[BEGIN Material for this task]

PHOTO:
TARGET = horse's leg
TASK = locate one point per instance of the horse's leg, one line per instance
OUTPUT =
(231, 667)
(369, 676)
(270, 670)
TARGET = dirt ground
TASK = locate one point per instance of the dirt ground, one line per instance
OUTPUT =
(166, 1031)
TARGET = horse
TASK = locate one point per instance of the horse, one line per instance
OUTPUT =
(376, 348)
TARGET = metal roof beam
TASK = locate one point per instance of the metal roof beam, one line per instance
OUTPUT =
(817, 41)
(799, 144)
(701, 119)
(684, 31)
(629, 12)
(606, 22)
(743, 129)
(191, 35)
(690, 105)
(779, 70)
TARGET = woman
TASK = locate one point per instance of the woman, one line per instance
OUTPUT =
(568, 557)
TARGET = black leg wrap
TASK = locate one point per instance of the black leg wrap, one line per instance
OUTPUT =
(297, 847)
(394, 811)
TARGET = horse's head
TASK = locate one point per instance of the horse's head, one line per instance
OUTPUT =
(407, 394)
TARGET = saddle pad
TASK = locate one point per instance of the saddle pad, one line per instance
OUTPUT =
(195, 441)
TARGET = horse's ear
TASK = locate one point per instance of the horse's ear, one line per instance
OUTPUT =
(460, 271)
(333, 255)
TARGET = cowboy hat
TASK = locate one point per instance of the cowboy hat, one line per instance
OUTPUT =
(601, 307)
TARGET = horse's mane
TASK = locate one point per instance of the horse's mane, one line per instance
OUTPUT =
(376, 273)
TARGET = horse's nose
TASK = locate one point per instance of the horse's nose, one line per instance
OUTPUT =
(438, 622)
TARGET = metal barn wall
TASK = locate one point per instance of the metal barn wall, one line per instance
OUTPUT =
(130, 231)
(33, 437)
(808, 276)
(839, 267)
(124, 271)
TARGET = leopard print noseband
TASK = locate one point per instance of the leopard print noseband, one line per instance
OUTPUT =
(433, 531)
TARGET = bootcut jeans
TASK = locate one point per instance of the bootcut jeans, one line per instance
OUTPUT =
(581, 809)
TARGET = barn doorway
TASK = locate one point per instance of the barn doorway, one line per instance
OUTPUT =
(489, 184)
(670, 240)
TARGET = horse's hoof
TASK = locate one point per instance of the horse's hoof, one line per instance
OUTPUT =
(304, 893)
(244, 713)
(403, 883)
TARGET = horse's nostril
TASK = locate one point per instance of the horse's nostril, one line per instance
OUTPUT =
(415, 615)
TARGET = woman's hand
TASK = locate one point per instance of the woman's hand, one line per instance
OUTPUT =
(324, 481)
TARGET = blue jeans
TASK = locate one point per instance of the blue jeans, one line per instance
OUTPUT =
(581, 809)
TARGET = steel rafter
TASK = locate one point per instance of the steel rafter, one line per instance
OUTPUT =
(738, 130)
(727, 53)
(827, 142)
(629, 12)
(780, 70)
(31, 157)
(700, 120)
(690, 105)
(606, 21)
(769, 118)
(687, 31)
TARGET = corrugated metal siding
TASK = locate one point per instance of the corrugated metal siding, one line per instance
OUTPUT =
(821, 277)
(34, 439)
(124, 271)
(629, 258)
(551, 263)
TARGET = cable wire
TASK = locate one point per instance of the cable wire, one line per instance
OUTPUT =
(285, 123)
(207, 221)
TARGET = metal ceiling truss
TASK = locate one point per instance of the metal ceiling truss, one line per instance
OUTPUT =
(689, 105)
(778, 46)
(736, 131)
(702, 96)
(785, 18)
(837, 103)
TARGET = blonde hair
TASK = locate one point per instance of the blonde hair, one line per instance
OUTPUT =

[END Material for this task]

**Written request**
Can you copy out all of the rows above, line for line, with no changes?

**Completed exercise**
PHOTO:
TARGET = horse's leg
TASK = locate one point per instance of the horse's leg, one line per instance
OUTPUT =
(231, 667)
(369, 676)
(270, 670)
TARGET = dirt ground
TASK = locate one point per instance of the dirt ground, one line per instance
OUTPUT =
(166, 1031)
TARGET = horse
TASK = locate one point per instance of the horse, one line per instance
OUTPUT =
(376, 348)
TARGET = metal roof beam
TASK = locate one point per instance of the metal roof beam, one line per instance
OUTPUT =
(817, 41)
(799, 144)
(701, 119)
(684, 31)
(629, 12)
(606, 22)
(743, 129)
(191, 35)
(690, 105)
(779, 70)
TARGET = woman
TASK = locate one point per instance of the woman, one line per instance
OUTPUT =
(568, 557)
TARGET = black leg wrap
TASK = locate one point per instance of the black leg wrap, one line per instance
OUTPUT =
(297, 847)
(394, 811)
TARGET = horse's head
TASK = locate one point per instance of the horse's head, one line per instance
OUTPUT =
(407, 394)
TARGET = saddle pad
TASK = locate one point per instance of the saddle pad, one line per instance
OUTPUT =
(195, 441)
TARGET = horse's ear
TASK = locate one point per instance of the horse's ear, one line per instance
OUTPUT =
(460, 271)
(333, 255)
TARGET = cowboy hat
TASK = locate one point per instance of the cowboy hat, one line per instance
OUTPUT =
(601, 307)
TARGET = horse's mane
TASK = locate one point per instance of the horse's mane, one line per instance
OUTPUT =
(376, 273)
TARGET = horse's nose
TASK = locate one point per instance of the horse's nose, one line per instance
OUTPUT =
(438, 622)
TARGET = metal barn wall
TASK = locate one point per instance of the metal barn wall, one line per instance
OUTPUT =
(130, 231)
(33, 437)
(808, 276)
(839, 267)
(124, 271)
TARGET = leopard print noseband
TASK = locate one point per instance of the leopard print noseband, one line per instance
OUTPUT =
(433, 531)
TARGET = bootcut jeans
TASK = locate one point per instance of the bootcut jeans, one line per instance
OUTPUT =
(581, 809)
TARGET = barn doorway
TASK = locate one point per instance of the barn doorway, one line per instance
OUTPUT =
(489, 184)
(670, 240)
TARGET = horse's hoof
TASK = locate one point per instance of the horse's hoof, one line per instance
OUTPUT =
(304, 893)
(244, 713)
(403, 883)
TARGET = horse's nostril
TASK = locate one point per instance of the horse's nostril, one line per instance
OUTPUT =
(415, 615)
TARGET = woman's hand
TASK = locate one point per instance of the woman's hand, one line per instance
OUTPUT =
(324, 481)
TARGET = blue jeans
TASK = locate one point per instance of the blue jeans, one line per instance
OUTPUT =
(581, 809)
TARGET = steel rafter
TASK = locate one point per instance of the steel rafter, one line per instance
OUTPUT =
(738, 130)
(727, 53)
(827, 142)
(629, 12)
(780, 70)
(31, 157)
(700, 120)
(690, 105)
(606, 21)
(769, 118)
(687, 31)
TARGET = corrugated metal siding
TASK = locate one point per instance of the corrugated metal siding, one line per instance
OUTPUT =
(821, 277)
(34, 439)
(124, 271)
(629, 258)
(551, 263)
TARGET = cable wire
TASK = locate one point per instance of the cable wire, one line per instance
OUTPUT =
(285, 123)
(207, 221)
TARGET = metal ceiling truss
TASK = locate one point per instance of the metal ceiling truss, one line per instance
OUTPUT =
(689, 105)
(778, 46)
(736, 131)
(702, 96)
(785, 18)
(837, 103)
TARGET = blonde hair
TASK = locate one point per instance of the blonde hair, one line per instance
OUTPUT =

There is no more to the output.